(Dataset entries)
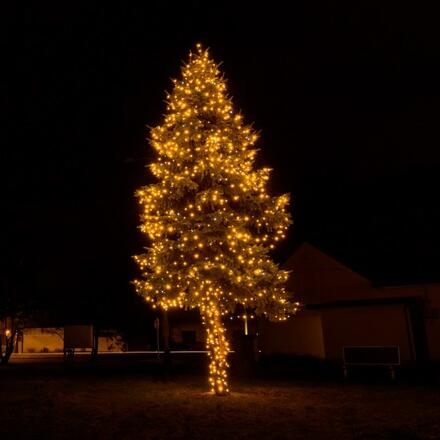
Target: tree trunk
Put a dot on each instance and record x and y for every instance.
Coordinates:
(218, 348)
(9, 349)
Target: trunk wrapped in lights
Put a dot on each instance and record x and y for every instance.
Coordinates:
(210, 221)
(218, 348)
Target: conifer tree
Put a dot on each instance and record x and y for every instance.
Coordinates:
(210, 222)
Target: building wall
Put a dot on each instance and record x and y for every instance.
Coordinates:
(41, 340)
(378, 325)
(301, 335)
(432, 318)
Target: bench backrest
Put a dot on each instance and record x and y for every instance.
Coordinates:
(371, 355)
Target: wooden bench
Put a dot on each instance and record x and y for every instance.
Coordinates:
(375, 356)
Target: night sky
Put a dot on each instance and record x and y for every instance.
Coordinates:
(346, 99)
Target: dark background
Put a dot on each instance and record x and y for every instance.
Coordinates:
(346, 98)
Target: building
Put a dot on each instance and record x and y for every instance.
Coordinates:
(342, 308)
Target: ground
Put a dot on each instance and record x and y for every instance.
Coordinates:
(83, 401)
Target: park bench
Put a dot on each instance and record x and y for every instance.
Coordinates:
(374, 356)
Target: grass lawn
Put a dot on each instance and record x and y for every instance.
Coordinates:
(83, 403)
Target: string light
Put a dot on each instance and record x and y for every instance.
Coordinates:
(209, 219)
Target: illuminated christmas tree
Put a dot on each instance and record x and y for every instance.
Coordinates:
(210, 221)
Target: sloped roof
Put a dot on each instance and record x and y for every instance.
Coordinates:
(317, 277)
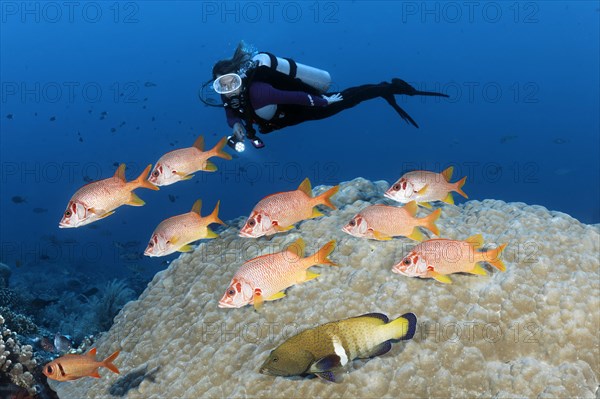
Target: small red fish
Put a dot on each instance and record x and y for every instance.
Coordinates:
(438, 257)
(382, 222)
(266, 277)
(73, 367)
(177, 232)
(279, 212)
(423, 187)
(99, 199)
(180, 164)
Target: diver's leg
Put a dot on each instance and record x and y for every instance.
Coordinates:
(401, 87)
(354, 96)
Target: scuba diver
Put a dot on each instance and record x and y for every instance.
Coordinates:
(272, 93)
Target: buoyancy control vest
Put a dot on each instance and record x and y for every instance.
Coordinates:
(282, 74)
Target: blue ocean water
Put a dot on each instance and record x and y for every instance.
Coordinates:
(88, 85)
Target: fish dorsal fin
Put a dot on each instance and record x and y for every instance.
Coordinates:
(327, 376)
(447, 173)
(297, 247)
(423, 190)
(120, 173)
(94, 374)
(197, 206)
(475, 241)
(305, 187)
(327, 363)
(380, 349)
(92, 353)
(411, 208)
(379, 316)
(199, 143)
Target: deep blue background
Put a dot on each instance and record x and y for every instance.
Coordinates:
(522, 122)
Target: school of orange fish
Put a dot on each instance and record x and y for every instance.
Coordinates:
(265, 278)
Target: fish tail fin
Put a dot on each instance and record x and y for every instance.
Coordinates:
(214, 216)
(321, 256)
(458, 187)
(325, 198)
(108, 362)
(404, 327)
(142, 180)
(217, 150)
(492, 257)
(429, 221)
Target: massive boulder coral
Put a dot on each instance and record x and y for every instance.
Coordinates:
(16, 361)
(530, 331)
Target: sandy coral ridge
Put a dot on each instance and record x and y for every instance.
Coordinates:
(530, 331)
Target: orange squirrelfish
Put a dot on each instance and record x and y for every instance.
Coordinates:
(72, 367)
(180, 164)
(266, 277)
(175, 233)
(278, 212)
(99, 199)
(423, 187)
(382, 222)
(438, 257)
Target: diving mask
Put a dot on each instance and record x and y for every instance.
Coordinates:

**Exercise**
When copying the entries, drop the images and keep every line exact.

**Finished task**
Target: tree trunk
Put a dot on each instance and record x and y for every instance.
Coordinates:
(218, 348)
(9, 349)
Target: trunk wrapped in lights
Put a dot on each instance and record x and y for every instance.
Coordinates:
(210, 221)
(218, 348)
Target: conifer tree
Put a dot on each instance and record x and y for every instance.
Coordinates:
(210, 222)
Target: building wall
Put a dot on each instance and record x and y for every instance.
Coordinates:
(41, 340)
(378, 325)
(301, 335)
(432, 318)
Target: bench backrest
Put a dot on each instance and record x and y for every instance.
Coordinates:
(371, 355)
Target: wooden bench
Put a dot on each instance and record x and y for every instance.
Coordinates:
(375, 356)
Target: night sky
Put a dot on each instance and record x and y for every instance.
Coordinates:
(346, 99)
Target: dark background
Put a dot on each instance and record x and y for every instance.
Coordinates:
(346, 98)
Target: building
Put a dot on each instance and record x and y for every instance.
Coordinates:
(342, 308)
Target: ground
Put a dot on each instance and record x and y for every instance.
Coordinates:
(83, 401)
Target: park bench
Put a dot on each instance and record x and y for every instance.
Coordinates:
(374, 356)
Target: grass lawn
Put a dot on each instance and record x and y for every instance.
Coordinates:
(83, 403)
Target: string light
Put a dot on each instance and record x and y for every instance.
Coordinates:
(209, 219)
Target: illuminated christmas tree
Put a dot on each instance and record x and y for every instance.
Coordinates:
(210, 221)
Target: sloped roof
Put a dot on each instance and record x and y for every instance.
Coordinates:
(317, 277)
Target: small red fish
Put a dot on each instance and record x and y for every instance.
Coordinates:
(438, 257)
(382, 222)
(266, 277)
(73, 367)
(177, 232)
(279, 212)
(423, 187)
(99, 199)
(180, 164)
Target: diver's leg
Put a dot on each instance and record x and y for every instance.
Coordinates:
(401, 87)
(354, 96)
Target: scuba diver
Put a dot on each instance and record x and y for every instance.
Coordinates:
(272, 93)
Target: buoyancy control vest
Put a dot on each instance and record x and y for every instance.
Coordinates:
(282, 74)
Target: blue ocean water
Put a dot on each instance and record x and y for every instance.
Coordinates:
(88, 85)
Target: fish dorsal fin
Put a dot on each instance and record x and y for every instance.
Coordinates:
(327, 376)
(447, 173)
(297, 247)
(423, 190)
(120, 173)
(94, 374)
(197, 206)
(475, 241)
(305, 187)
(327, 363)
(380, 349)
(92, 353)
(411, 208)
(379, 316)
(199, 143)
Target: deep blue background
Put a dot on each instance and record x and y for every instance.
Coordinates:
(522, 122)
Target: school of orange fish
Put a dot on each instance and record x and y for every instance.
Coordinates:
(265, 278)
Target: fish tail fin
Put a dot on each instance and record x and y for every instance.
Coordinates:
(214, 216)
(321, 256)
(458, 187)
(325, 198)
(108, 362)
(404, 327)
(142, 180)
(217, 150)
(492, 257)
(429, 221)
Target: massive boulder coral
Put a dot on each instance and record x and y for every instance.
Coordinates:
(16, 361)
(530, 331)
Target: sandy coral ridge
Put a dot on each instance and record x and y for every instance.
Coordinates:
(530, 331)
Target: orange squirrelfish
Put a dot on each instance and record x and y for every instance.
Coordinates:
(72, 367)
(180, 164)
(266, 277)
(175, 233)
(278, 212)
(99, 199)
(423, 187)
(382, 222)
(438, 257)
Target: diving mask
Put a dot on each instance and record x and y for every instance.
Coordinates:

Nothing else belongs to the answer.